━━━━━ Texto selecionado

Era uma vez um país…
Domingo foi dia de eleições legislativas antecipadas em Portugal, umas eleições convocadas na sequência da apresentação e rejeição de uma moção de confiança ao governo de direita de Montenegro (PSD-CDS). A razão de fundo desta moção de confiança teve que ver com a idoneidade legal e ética do primeiro-ministro, que foi apanhado enredado numa teia de interesses e favorecimentos: Montenegro foi ameaçado com a realização de uma comissão parlamentar de inquérito (CPI) para averiguar se, de facto, no exercício das suas funções governativas, manteve em funcionamento uma empresa sediada na sua própria casa e se, através dela, recebeu pagamentos de empresas. Em resumo, a queda do governo não teve motivações políticas, mas assentou antes num conflito legal e ético. O que os resultados das eleições de domingo nos mostram é que a falta de compromissos com a lei e a ética não são, em termos eleitorais, razões suficientes para censurar governantes e/ou deputados.
Os resultados
PSD/CDS
(AD) |
PS | CHEGA | IL | Livre | PCP/PEV | Bloco | PAN | |
direita tradicional e direita conservadora | social-democracia | extrema-direita | liberais | esquerda | esquerda | esquerda | animalista | |
Legislativas 2024 | 28%
77 MP |
28%
78 MP |
18.1%
50 MP |
4.9%
8 MP |
3.2%
4MP |
3.2%
4 MP |
4.4%
5 MP |
2%
1 MP |
Legislativas 2025 | 32.1%
86 MP |
23.4%
58 MP |
22.6%
58 MP |
5.5%
9 MP |
4.2%
6 MP |
3%
3 MP |
2%
1 MP |
1.4%
1 MP |
Parlamento Europeu | EPP | S&D | Patriots for Europe | Renew Europe | X | The Left
|
The Left
|
X |
No momento em que escrevo este texto, os resultados eleitorais ainda são provisórios, porque falta contar os votos dos círculos eleitorais da emigração (Europa e Fora da Europa) e atribuir quatro mandatos. Muito provavelmente, estes resultados terão um forte impacto no resultado global eleitoral, não apenas do ponto de vista simbólico, mas também, e sobretudo, do ponto de vista das condições concretas da vida democrática no país. Se a tradição se mantiver, o Chega (extrema-direita) elegerá, pelo menos, mais dois deputados, o que o transformará no segundo partido mais votado (à frente do Partido Socialista), logo, líder da oposição. Este cenário não é uma hipótese meramente teórica, é a realidade mais provável, já que há um ano três destes quatro mandatos foram para a direita (1 para o PSD; 2 para o Chega). Acresce que basta que um desses quatro mandatos que estão por atribuir seja para um dos partidos de direita para que esta consiga a maioria parlamentar de dois terços que lhe permitirá nomear para o Tribunal Constitucional e órgãos que regem a magistratura e o Ministério Público e também, se assim o entender, alterar a Constituição da República.
O triunfo da direita
Ontem, a direita triunfou em Portugal. Apesar de toda a direita ter crescido, os resultados não podem ser lidos da mesma forma.

━━━━━━━━━━
━━━━━ Material fornecido

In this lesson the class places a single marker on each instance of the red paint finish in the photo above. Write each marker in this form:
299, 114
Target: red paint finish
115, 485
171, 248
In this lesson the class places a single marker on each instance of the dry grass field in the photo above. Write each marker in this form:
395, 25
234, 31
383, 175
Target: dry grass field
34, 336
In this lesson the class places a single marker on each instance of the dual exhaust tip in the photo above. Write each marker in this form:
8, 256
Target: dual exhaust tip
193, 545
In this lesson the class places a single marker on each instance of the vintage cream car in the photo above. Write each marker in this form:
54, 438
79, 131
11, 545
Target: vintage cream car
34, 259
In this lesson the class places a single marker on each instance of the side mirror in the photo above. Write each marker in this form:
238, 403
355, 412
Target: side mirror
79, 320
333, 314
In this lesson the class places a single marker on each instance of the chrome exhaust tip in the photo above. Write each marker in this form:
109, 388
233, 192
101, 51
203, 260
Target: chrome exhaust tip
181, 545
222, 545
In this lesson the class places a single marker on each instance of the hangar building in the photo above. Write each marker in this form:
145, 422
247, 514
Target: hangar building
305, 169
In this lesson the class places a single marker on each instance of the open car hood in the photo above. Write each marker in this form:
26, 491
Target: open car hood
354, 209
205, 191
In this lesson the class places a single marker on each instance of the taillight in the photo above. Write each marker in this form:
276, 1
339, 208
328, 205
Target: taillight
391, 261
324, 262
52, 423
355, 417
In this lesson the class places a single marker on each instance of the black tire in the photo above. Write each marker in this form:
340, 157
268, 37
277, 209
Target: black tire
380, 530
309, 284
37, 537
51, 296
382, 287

━━━━━━━━━━

Tarefas:
1 > De acordo com o texto sobre as eleições legislativas, o que iria averiguar a comissão parlamentar de inquérito com que Montenegro foi ameaçado?
2 > Diga se cada afirmação está de acordo com o texto sobre as eleições legislativas, respondendo sim ou não e citando as palavras do texto que o decidem: (a) As eleições foram convocadas depois da rejeição de uma moção de confiança ao governo. (b) A queda do governo teve motivações políticas. (c) Quando o texto foi escrito, os resultados eleitorais já eram definitivos.
3 > Resuma em três frases o texto sobre as eleições legislativas.

Respostas por tarefa:
1 > Se, no exercício das suas funções governativas, manteve em funcionamento uma empresa sediada na sua própria casa e se, através dela, recebeu pagamentos de empresas.

2 >
(a) Sim: "umas eleições convocadas na sequência da apresentação e rejeição de uma moção de confiança ao governo de direita de Montenegro (PSD-CDS)".
(b) Não: "a queda do governo não teve motivações políticas, mas assentou antes num conflito legal e ético".
(c) Não: "os resultados eleitorais ainda são provisórios".

3 > Portugal teve eleições legislativas antecipadas depois da rejeição de uma moção de confiança ao governo de Montenegro, motivada pela idoneidade legal e ética do primeiro-ministro, e os resultados mostram que a falta de compromissos com a lei e a ética não basta, em termos eleitorais, para censurar governantes. Os resultados ainda são provisórios, porque faltam atribuir quatro mandatos da emigração, que muito provavelmente farão do Chega o segundo partido mais votado e poderão dar à direita uma maioria de dois terços. A direita triunfou e toda ela cresceu, mas os resultados não podem ser lidos da mesma forma.